Copy each row below exactly, leaving out the pictures.

(Detection examples)

┄┄┄┄┄┄

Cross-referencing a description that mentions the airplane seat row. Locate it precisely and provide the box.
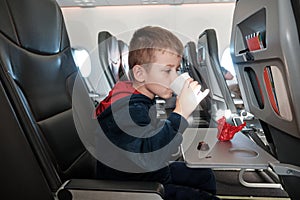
[181,41,211,128]
[98,31,129,88]
[231,0,300,200]
[0,0,163,199]
[197,29,237,125]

┄┄┄┄┄┄

> **The completed task**:
Cross-referencing a description that mentions the airplane seat row. Locate it precisely and provide the box.
[181,41,211,128]
[98,31,129,88]
[231,0,300,200]
[0,0,163,199]
[197,29,237,125]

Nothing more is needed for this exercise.